Consignes:
**1)** Résumez en deux phrases l'extrait sur l'encadrement du travail des enfants au Québec.
**2)** Rédigez la suite de l'extrait sur l'encadrement du travail des enfants au Québec, en reprenant juste après sa dernière phrase.

Extrait du document:
══════
Or, dans un rapport produit par le Comité consultatif du travail et de la main-d'Suvre (le « CCTM »), tant les parties patronales que syndicales ont milité en faveur d'un encadrement urgent du travail des enfants au Québec1. Ces nombreux appels à légiférer ont poussé le gouvernement québécois à adopter un projet de loi qui répondrait aux enjeux récents, et ce, en vue d'assurer notamment une plus grande protection de ces travailleurs dits vulnérables.

C'est ainsi que le projet de loi no 19, Loi sur l'encadrement du travail des enfants2 (le « PL 19 ») présenté le 28 mars 2023 a été adopté et sanctionné le 1er juin 2023.

Présentation de la loi

La Loi sur l'encadrement du travail des enfants (la « Loi ») modifie la Loi sur les normes du travail3 (la « LNT »), la Loi sur la santé et la sécurité du travail4 (la « LSST »), ainsi que le Règlement sur les normes du travail5 (le « RNT »). Reprenant la quasi-totalité du texte du PL 19, la Loi propose des mesures visant à encadrer le travail des enfants, notamment en prévoyant l'âge minimal d'accès à l'emploi, de même qu'en posant des balises claires aux horaires et conditions de travail et en imposant aux employeurs des obligations accrues en matière de prévention des risques pour la santé et la sécurité des jeunes travailleurs.
══════
Données fournies:
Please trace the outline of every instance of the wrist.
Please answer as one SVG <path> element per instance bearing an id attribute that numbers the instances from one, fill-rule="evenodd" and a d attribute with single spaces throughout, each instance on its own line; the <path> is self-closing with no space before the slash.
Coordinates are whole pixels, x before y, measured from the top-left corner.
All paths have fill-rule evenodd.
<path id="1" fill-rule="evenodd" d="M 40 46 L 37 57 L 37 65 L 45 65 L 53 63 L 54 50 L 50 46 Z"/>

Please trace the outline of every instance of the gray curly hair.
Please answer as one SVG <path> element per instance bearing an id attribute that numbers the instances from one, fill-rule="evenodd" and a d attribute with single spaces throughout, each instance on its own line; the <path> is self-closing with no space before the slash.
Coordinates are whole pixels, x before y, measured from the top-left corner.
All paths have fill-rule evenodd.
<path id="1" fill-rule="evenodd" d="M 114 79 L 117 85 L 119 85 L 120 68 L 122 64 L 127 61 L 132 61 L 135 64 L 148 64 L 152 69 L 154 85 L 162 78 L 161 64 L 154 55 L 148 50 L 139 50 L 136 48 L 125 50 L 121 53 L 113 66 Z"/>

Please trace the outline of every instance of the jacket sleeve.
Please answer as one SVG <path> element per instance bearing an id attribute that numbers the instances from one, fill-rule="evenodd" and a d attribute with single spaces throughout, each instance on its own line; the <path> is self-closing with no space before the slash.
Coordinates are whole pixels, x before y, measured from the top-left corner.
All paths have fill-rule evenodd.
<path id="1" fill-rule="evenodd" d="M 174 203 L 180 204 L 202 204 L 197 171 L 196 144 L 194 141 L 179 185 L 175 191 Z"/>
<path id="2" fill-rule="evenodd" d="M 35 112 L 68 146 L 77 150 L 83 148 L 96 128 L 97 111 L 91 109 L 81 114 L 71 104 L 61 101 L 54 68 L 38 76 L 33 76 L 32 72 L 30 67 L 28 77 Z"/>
══════
Réponses par consigne:
**1)** À la suite d'appels des parties patronales et syndicales relayés dans un rapport du CCTM, le gouvernement québécois a adopté le projet de loi no 19, présenté le 28 mars 2023 puis adopté et sanctionné le 1er juin 2023. La Loi sur l'encadrement du travail des enfants qui en découle modifie la LNT, la LSST et le RNT afin de fixer un âge minimal d'accès à l'emploi, de baliser les horaires et conditions de travail et d'accroître les obligations des employeurs en matière de prévention des risques pour la santé et la sécurité des jeunes travailleurs.

**2)**
Depuis le 1er juin 2023, l'âge minimal d'accès à l'emploi dans la province est fixé à 14 ans6, et il est désormais interdit à un employeur de faire exécuter un travail par un enfant de moins de 14 ans. Cette interdiction ne s'appliquera pas dans certains cas exceptionnels prévus au RNT, pour lesquels l'employeur devra néanmoins obtenir le consentement écrit du titulaire de l'autorité parentale sur cet enfant ou du tuteur de celui-ci au moyen du formulaire établi par la Commission des normes, de l'équité, de la santé et de la sécurité du travail7 (la « CNESST »). Le formulaire devra être conservé par l'employeur et prévoira les principales tâches, le nombre maximal d'heures de travail par semaine ainsi que les périodes de disponibilité de l'enfant8. En cas de modification de l'un de ces éléments, l'employeur devra obtenir un nouveau consentement écrit.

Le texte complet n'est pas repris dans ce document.